Photo-based referring expression data

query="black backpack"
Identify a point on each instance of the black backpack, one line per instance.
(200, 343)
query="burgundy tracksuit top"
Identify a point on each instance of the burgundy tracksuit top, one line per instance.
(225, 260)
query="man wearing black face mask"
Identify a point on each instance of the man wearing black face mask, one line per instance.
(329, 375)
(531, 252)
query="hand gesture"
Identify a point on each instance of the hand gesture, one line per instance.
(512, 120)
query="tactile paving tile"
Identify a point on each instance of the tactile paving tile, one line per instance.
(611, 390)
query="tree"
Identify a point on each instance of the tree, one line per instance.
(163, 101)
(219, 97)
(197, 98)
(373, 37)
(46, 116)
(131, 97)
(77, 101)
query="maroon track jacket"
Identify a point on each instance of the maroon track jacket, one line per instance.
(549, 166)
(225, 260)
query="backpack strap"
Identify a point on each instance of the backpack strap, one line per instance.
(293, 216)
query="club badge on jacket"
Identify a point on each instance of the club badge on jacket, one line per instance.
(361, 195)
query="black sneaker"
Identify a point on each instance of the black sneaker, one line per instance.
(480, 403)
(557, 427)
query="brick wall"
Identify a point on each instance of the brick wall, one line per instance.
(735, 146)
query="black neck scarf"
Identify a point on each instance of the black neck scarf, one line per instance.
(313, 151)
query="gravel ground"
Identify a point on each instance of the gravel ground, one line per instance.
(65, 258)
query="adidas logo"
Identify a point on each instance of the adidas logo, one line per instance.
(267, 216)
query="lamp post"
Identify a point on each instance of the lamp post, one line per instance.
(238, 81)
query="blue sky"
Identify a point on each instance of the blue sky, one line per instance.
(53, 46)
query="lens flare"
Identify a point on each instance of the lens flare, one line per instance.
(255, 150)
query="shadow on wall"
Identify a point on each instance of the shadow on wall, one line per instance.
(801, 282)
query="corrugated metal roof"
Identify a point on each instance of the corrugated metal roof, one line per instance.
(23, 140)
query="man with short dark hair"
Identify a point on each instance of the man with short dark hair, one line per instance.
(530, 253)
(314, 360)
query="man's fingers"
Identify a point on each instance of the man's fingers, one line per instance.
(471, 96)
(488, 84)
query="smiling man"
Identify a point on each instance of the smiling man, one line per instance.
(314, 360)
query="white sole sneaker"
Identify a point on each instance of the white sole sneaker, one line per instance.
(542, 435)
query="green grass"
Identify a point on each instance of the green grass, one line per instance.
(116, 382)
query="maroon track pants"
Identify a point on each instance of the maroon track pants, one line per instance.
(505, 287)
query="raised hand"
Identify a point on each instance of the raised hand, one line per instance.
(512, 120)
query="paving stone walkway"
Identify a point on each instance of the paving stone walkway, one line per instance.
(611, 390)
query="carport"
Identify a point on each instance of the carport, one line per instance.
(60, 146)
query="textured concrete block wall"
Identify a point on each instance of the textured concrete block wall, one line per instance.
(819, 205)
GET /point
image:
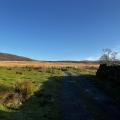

* _What the task asks_
Except for the pictures, print the data above exactly.

* _Exercise output_
query="black backpack"
Identify a point on each instance of the black backpack, one line per instance.
(200, 343)
query="burgundy tracksuit top"
Identify a point on each instance of the burgundy tracksuit top, one line per instance.
(225, 260)
query="man wearing black face mask"
Identify a point on each instance of the man wearing black face mask, one line per instance.
(329, 375)
(531, 252)
query="hand gesture"
Identify a point on each instance of the hand gesture, one line per instance.
(512, 120)
query="tactile paving tile"
Identify a point on each instance of the tactile paving tile, one line per instance.
(611, 390)
query="tree"
Identify a point on each instance of the tree, one line per instance.
(163, 101)
(219, 97)
(197, 98)
(373, 37)
(46, 116)
(131, 97)
(77, 101)
query="maroon track jacket"
Identify a point on each instance of the maroon track jacket, one line per instance.
(549, 166)
(225, 260)
query="backpack strap"
Identify a point on each instance of the backpack strap, one line per instance.
(293, 216)
query="club badge on jacket"
Identify a point on each instance of the club badge on jacket, one line per instance.
(361, 195)
query="black sneaker"
Identify a point on each instance of the black sneaker, one line per instance.
(480, 403)
(557, 427)
query="brick wall"
Identify a point on each instance of the brick wall, one line per instance.
(735, 146)
query="black neck scarf"
Identify a point on each instance of the black neck scarf, one line per instance.
(313, 151)
query="gravel ground"
Identify a point on each instance of the gravel ground, one line per instance.
(65, 258)
query="adidas logo"
Identify a point on each instance of the adidas logo, one line per instance.
(267, 216)
query="lamp post"
Identify a point on each instance of the lamp post, one line per instance.
(238, 81)
query="blue sky"
Identify a point on each instance of the blue sky, one line per instance.
(53, 46)
query="lens flare"
Identify a point on each instance of the lens flare, one line per instance.
(255, 150)
query="shadow on wall"
Identify a point on each instance of the shadow on wall, one line per instance.
(801, 282)
query="corrugated metal roof"
Identify a point on each instance of the corrugated metal roof, one line per instance.
(23, 140)
query="man with short dark hair"
Identify a point on each instance of the man with short dark hair, one line per instance.
(530, 253)
(314, 360)
query="man's fingers"
Identify a point on each instance of the man's fingers, one line per instance.
(471, 96)
(488, 84)
query="smiling man"
Identify a point on each instance of the smiling man, one line per instance.
(314, 360)
query="white sole sneaker"
Identify a point on each instance of the white sole sneaker, one line per instance.
(542, 435)
query="green grass"
Identify a point on each instance of the green grass, one line per instance.
(116, 382)
query="maroon track pants"
Identify a point on each instance of the maroon track pants, one line per instance.
(505, 287)
query="raised hand"
Identify a point on each instance of the raised hand, one line per instance.
(512, 120)
query="paving stone walkway"
Identify a point on each instance of the paving stone walkway, one line per instance.
(611, 390)
query="carport"
Identify a point on each instance of the carport, one line per instance.
(60, 146)
query="textured concrete block wall"
Identify a point on each instance of the textured concrete block wall, one line per instance.
(819, 205)
GET /point
image:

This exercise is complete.